[START OF Records provided]
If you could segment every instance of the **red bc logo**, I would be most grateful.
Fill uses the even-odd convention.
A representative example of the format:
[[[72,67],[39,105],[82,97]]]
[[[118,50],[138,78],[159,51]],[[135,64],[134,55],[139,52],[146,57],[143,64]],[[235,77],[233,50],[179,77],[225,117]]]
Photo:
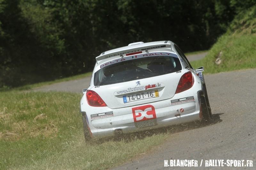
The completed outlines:
[[[156,118],[155,107],[152,105],[146,105],[132,108],[134,122]]]

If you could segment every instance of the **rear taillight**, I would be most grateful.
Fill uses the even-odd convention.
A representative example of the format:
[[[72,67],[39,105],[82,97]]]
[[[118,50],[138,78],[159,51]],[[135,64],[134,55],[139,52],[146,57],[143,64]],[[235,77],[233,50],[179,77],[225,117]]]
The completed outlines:
[[[88,104],[94,107],[105,107],[107,105],[97,93],[92,90],[88,90],[86,98]]]
[[[187,72],[182,75],[179,82],[175,94],[180,93],[189,89],[193,86],[194,80],[191,71]]]

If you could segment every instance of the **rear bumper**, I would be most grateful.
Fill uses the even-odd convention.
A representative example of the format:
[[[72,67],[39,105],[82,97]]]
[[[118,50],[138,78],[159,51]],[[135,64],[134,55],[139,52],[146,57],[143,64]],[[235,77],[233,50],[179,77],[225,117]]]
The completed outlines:
[[[174,106],[156,107],[156,119],[137,122],[134,122],[132,113],[92,120],[89,122],[90,129],[93,137],[99,138],[114,136],[115,130],[128,133],[192,122],[199,119],[198,103],[196,99]]]
[[[195,81],[192,88],[171,99],[115,109],[88,109],[83,105],[86,103],[83,97],[81,111],[87,111],[86,120],[93,138],[113,136],[117,131],[128,133],[157,129],[199,120],[198,96],[202,90],[201,83]],[[145,120],[145,116],[148,117]]]

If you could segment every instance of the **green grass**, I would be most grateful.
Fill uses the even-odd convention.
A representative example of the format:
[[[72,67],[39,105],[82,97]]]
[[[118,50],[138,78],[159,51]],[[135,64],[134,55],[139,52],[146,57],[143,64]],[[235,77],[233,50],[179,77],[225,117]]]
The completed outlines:
[[[200,53],[205,53],[208,51],[208,50],[204,50],[202,51],[193,51],[192,52],[188,52],[185,53],[185,55],[186,56],[189,55],[194,55],[195,54],[198,54]]]
[[[170,136],[143,132],[85,143],[81,97],[0,92],[0,169],[105,169],[144,154]]]
[[[44,85],[50,85],[53,83],[59,83],[63,81],[67,81],[70,80],[77,80],[84,78],[85,77],[91,76],[92,75],[92,72],[88,72],[87,73],[76,75],[71,77],[63,78],[57,79],[53,81],[46,81],[44,82],[41,82],[37,83],[35,83],[31,85],[26,85],[23,86],[16,87],[13,88],[9,89],[7,88],[3,88],[2,89],[0,88],[0,91],[7,91],[10,90],[28,90],[32,89],[36,87],[38,87]]]
[[[206,57],[191,62],[194,68],[204,66],[206,73],[256,68],[256,6],[240,14]],[[215,61],[221,52],[221,63]]]

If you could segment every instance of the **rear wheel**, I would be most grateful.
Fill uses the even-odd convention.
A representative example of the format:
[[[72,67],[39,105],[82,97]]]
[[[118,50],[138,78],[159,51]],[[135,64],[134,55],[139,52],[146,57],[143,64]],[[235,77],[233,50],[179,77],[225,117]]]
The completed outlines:
[[[205,121],[209,121],[212,117],[212,111],[209,103],[206,89],[203,91],[201,94],[200,102],[202,107],[203,120]]]
[[[90,132],[89,131],[89,129],[87,126],[85,114],[83,114],[82,116],[83,125],[84,127],[84,139],[85,140],[85,142],[86,142],[91,139],[92,137],[91,137]]]

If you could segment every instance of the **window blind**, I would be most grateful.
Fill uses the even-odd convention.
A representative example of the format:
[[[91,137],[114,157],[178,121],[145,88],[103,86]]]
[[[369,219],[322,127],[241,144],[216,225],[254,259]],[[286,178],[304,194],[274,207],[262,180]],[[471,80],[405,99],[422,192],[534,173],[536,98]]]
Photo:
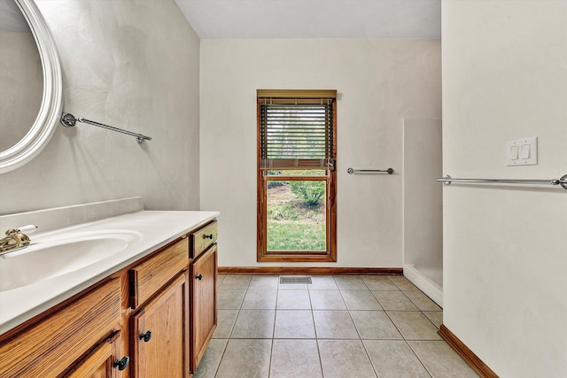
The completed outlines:
[[[334,101],[259,98],[260,168],[334,169]]]

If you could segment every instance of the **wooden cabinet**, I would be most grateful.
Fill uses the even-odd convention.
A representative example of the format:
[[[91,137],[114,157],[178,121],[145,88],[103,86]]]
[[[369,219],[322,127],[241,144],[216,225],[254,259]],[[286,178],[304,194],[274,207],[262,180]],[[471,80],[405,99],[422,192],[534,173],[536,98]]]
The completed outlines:
[[[116,378],[129,363],[129,357],[120,356],[120,331],[105,340],[65,378]]]
[[[210,248],[191,263],[191,371],[195,372],[217,324],[217,247]]]
[[[0,377],[190,376],[217,323],[216,238],[213,221],[0,336]]]
[[[107,281],[0,343],[0,377],[60,376],[120,329],[120,285]]]
[[[188,375],[187,283],[187,272],[178,274],[130,318],[132,377]]]

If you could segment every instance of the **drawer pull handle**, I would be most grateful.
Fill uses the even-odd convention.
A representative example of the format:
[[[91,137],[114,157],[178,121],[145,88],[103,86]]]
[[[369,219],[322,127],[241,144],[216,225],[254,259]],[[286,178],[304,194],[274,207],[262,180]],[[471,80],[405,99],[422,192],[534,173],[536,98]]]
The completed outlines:
[[[128,362],[130,362],[130,358],[124,356],[122,359],[116,359],[113,367],[118,367],[118,370],[122,371],[128,366]]]
[[[144,343],[147,343],[151,339],[151,329],[148,329],[145,334],[140,334],[140,340],[144,340]]]

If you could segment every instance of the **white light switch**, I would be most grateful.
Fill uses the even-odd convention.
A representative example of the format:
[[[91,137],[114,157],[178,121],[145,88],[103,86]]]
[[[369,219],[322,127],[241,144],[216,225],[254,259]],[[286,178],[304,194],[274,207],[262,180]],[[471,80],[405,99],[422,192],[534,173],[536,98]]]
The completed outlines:
[[[507,166],[535,166],[538,164],[538,137],[522,138],[506,143]]]

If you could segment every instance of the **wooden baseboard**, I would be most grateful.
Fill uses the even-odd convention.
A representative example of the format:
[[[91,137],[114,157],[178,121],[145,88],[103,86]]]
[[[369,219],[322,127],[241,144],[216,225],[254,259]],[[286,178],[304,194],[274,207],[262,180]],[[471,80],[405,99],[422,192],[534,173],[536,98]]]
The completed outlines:
[[[400,267],[219,266],[220,274],[403,274]]]
[[[478,375],[484,378],[498,378],[498,374],[493,372],[482,359],[480,359],[472,351],[467,347],[457,336],[454,336],[444,324],[441,324],[439,335],[454,350],[467,364],[477,372]]]

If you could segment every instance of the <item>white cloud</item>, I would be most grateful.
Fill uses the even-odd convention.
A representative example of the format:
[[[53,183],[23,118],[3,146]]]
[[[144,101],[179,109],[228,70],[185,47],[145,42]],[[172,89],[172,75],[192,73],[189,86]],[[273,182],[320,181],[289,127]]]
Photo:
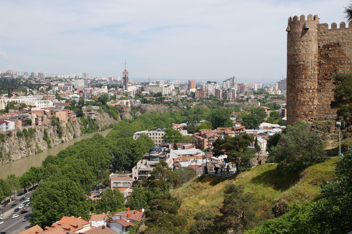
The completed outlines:
[[[318,14],[339,24],[345,1],[8,1],[0,40],[30,72],[221,81],[286,74],[290,16]],[[0,51],[0,54],[2,53]]]

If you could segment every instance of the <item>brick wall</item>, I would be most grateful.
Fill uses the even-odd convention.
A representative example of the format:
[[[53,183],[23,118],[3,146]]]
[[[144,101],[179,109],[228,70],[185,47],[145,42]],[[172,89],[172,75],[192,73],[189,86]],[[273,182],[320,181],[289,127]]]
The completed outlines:
[[[287,31],[287,122],[322,117],[332,119],[336,110],[330,108],[333,99],[333,76],[351,72],[352,24],[339,28],[333,23],[318,24],[318,16],[290,17]]]

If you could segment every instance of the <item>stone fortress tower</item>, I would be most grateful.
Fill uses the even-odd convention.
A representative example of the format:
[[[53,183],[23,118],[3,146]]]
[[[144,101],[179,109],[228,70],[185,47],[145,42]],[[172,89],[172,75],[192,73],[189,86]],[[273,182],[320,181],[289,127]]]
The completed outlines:
[[[333,120],[336,110],[332,83],[338,73],[352,71],[352,23],[318,24],[317,15],[288,19],[287,32],[287,123]]]

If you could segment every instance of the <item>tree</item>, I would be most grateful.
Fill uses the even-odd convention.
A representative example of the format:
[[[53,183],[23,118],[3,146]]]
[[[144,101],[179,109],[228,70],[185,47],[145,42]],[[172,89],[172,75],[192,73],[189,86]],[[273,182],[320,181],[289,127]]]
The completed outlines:
[[[234,233],[239,233],[253,227],[252,220],[255,215],[253,211],[254,194],[245,193],[244,188],[243,185],[232,184],[225,189],[223,206],[220,208],[222,214],[221,229],[229,231],[232,229]]]
[[[351,7],[352,6],[351,6]],[[352,8],[350,8],[352,9]],[[335,85],[334,100],[330,106],[337,109],[336,113],[345,121],[346,126],[352,125],[352,73],[338,73],[334,78]]]
[[[4,179],[0,179],[0,190],[1,190],[2,194],[0,197],[0,201],[5,199],[7,197],[11,196],[12,194],[10,184]]]
[[[242,117],[242,122],[246,129],[257,129],[267,115],[264,108],[258,107],[252,110],[249,115]]]
[[[187,219],[178,215],[181,203],[179,199],[169,192],[155,196],[145,212],[145,224],[148,226],[145,233],[186,234],[182,229],[187,224]]]
[[[348,4],[344,8],[344,13],[345,15],[344,18],[347,22],[350,22],[352,21],[352,3]]]
[[[290,204],[287,211],[282,216],[267,220],[260,226],[246,231],[245,233],[246,234],[323,233],[320,229],[319,223],[310,222],[309,213],[314,206],[314,203],[311,202],[303,204],[297,203]]]
[[[145,190],[140,185],[135,185],[131,195],[128,196],[126,203],[126,206],[131,209],[139,210],[145,209],[148,206],[147,198],[145,194]]]
[[[179,186],[189,181],[196,176],[195,171],[188,167],[182,167],[174,171],[176,173],[176,177],[180,181]]]
[[[182,134],[178,130],[168,128],[161,138],[169,143],[179,143],[182,141]]]
[[[215,215],[213,212],[199,211],[194,219],[194,222],[189,229],[190,234],[212,234],[216,232],[214,225]]]
[[[78,104],[81,106],[84,106],[84,98],[81,97],[78,99]]]
[[[213,129],[217,128],[228,128],[233,125],[232,121],[230,119],[229,110],[225,108],[213,109],[209,114],[208,119]]]
[[[104,93],[99,97],[98,100],[102,103],[103,105],[105,105],[109,100],[109,95],[107,93]]]
[[[18,178],[14,174],[10,174],[7,175],[6,181],[10,185],[11,189],[11,193],[13,194],[14,199],[15,197],[15,192],[21,188],[21,185],[20,184]],[[11,200],[11,197],[10,197]]]
[[[118,189],[113,190],[110,188],[100,193],[100,199],[96,201],[95,207],[96,213],[115,213],[124,208],[125,198]]]
[[[89,217],[91,200],[75,182],[58,174],[38,186],[32,194],[31,224],[50,226],[63,216]]]
[[[300,173],[324,156],[323,142],[308,123],[299,120],[286,128],[276,146],[271,147],[270,160],[279,162],[277,169],[297,178]]]
[[[225,161],[234,162],[236,173],[239,173],[245,168],[251,167],[250,158],[245,153],[248,152],[247,147],[254,141],[253,136],[245,133],[234,137],[227,135],[224,139],[218,138],[213,144],[213,154],[215,157],[226,154],[227,158]],[[254,154],[252,156],[253,157]]]
[[[25,193],[26,189],[31,186],[31,178],[28,171],[23,173],[23,175],[19,177],[20,184],[23,188],[23,192]]]
[[[176,187],[180,181],[176,178],[176,173],[164,161],[161,159],[155,164],[155,167],[150,172],[150,176],[143,183],[145,187],[160,188],[164,194]]]
[[[336,164],[335,181],[321,186],[322,198],[314,204],[312,223],[320,225],[319,233],[347,233],[352,230],[352,153],[344,155]]]

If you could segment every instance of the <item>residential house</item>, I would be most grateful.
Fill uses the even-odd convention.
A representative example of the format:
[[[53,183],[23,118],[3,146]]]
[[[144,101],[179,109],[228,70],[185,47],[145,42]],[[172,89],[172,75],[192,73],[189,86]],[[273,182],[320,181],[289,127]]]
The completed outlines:
[[[144,209],[130,210],[127,208],[126,211],[112,215],[109,216],[112,219],[109,223],[110,228],[117,233],[128,233],[128,228],[134,226],[136,221],[142,219],[144,212]]]

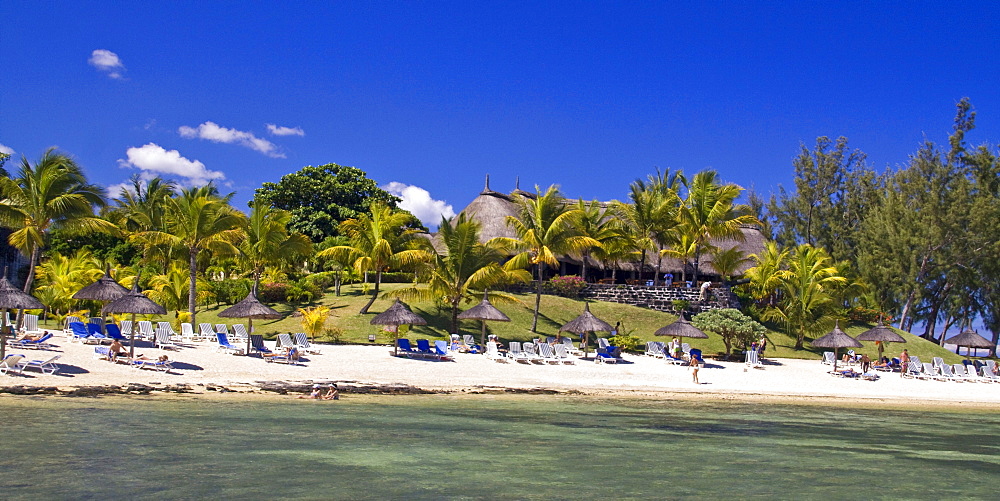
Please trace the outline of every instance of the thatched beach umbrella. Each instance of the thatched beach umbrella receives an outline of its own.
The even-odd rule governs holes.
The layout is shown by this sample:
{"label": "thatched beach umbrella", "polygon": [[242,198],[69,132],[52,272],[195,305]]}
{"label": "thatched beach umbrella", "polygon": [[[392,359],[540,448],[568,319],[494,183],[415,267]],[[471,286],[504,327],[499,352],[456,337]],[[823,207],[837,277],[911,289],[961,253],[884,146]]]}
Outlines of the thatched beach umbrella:
{"label": "thatched beach umbrella", "polygon": [[375,315],[371,321],[372,325],[389,325],[394,327],[392,332],[396,335],[396,340],[393,342],[392,355],[396,356],[399,354],[399,329],[400,325],[427,325],[427,321],[423,319],[420,315],[413,313],[409,308],[403,304],[402,301],[396,299],[395,303],[389,309]]}
{"label": "thatched beach umbrella", "polygon": [[[878,358],[882,360],[885,343],[905,343],[906,339],[890,327],[882,325],[882,321],[879,320],[877,326],[862,332],[858,336],[858,341],[878,341]],[[815,346],[815,343],[813,345]]]}
{"label": "thatched beach umbrella", "polygon": [[479,334],[479,344],[486,346],[486,321],[510,322],[510,317],[490,304],[489,292],[483,292],[483,300],[479,304],[458,314],[462,320],[479,320],[483,324],[482,332]]}
{"label": "thatched beach umbrella", "polygon": [[[125,294],[128,294],[128,289],[122,287],[121,284],[115,282],[115,279],[111,278],[111,269],[108,268],[104,271],[104,276],[98,278],[96,282],[73,294],[73,299],[90,299],[104,302],[114,301]],[[102,323],[101,331],[106,332],[104,329],[105,327]]]}
{"label": "thatched beach umbrella", "polygon": [[559,328],[559,331],[575,332],[583,337],[583,358],[587,358],[587,341],[591,332],[611,332],[614,327],[590,312],[590,303],[583,303],[583,313]]}
{"label": "thatched beach umbrella", "polygon": [[976,331],[972,330],[972,328],[966,328],[960,334],[952,336],[944,342],[957,345],[955,348],[956,354],[958,353],[958,349],[964,346],[966,350],[965,356],[967,357],[972,356],[971,353],[973,348],[986,348],[990,351],[996,349],[996,345],[993,344],[993,341],[980,336]]}
{"label": "thatched beach umbrella", "polygon": [[863,345],[858,342],[857,339],[848,336],[847,333],[840,330],[840,321],[837,321],[837,325],[830,331],[829,334],[815,340],[812,345],[817,348],[833,348],[833,371],[837,371],[837,349],[838,348],[861,348]]}
{"label": "thatched beach umbrella", "polygon": [[278,313],[271,307],[261,303],[257,299],[257,286],[254,286],[247,294],[247,297],[243,298],[242,301],[230,306],[219,312],[220,317],[224,318],[245,318],[247,319],[247,351],[246,354],[250,354],[250,334],[253,332],[253,319],[255,318],[281,318],[281,313]]}
{"label": "thatched beach umbrella", "polygon": [[129,332],[128,356],[135,356],[135,316],[141,315],[166,315],[167,309],[153,302],[145,294],[139,292],[139,277],[135,277],[132,283],[132,290],[124,296],[108,303],[102,310],[107,313],[131,313],[132,331]]}
{"label": "thatched beach umbrella", "polygon": [[691,325],[691,322],[688,322],[688,319],[684,318],[684,313],[681,313],[676,322],[656,329],[656,332],[654,332],[653,335],[678,337],[680,338],[681,343],[684,342],[684,338],[686,337],[692,339],[708,339],[708,334],[705,334],[701,329]]}
{"label": "thatched beach umbrella", "polygon": [[0,360],[7,355],[7,309],[33,310],[44,308],[41,301],[35,299],[27,292],[14,287],[7,280],[7,269],[4,268],[3,276],[0,277]]}

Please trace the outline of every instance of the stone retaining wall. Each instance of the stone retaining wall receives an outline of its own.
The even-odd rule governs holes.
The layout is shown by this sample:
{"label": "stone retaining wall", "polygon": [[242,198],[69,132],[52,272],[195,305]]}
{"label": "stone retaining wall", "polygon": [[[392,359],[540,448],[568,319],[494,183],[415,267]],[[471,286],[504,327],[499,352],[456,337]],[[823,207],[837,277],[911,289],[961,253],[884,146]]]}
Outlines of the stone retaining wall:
[END OF Records provided]
What this task involves:
Each line from the one containing "Please trace the outline of every instance of the stone" to the end of the listing above should be copied exactly, and nothing else.

Output below:
Please trace the outline of every instance of the stone retaining wall. Each instance of the stone retaining wall receives an outline of its own.
The even-odd rule governs holes.
The layout is shown by this sample:
{"label": "stone retaining wall", "polygon": [[242,198],[69,132],[52,272],[195,305]]}
{"label": "stone retaining wall", "polygon": [[[392,359],[540,448],[568,319],[494,183],[415,267]],[[471,286],[504,327],[499,352],[456,337]],[[823,207],[837,277],[911,289],[961,253],[884,146]]]}
Outlines of the stone retaining wall:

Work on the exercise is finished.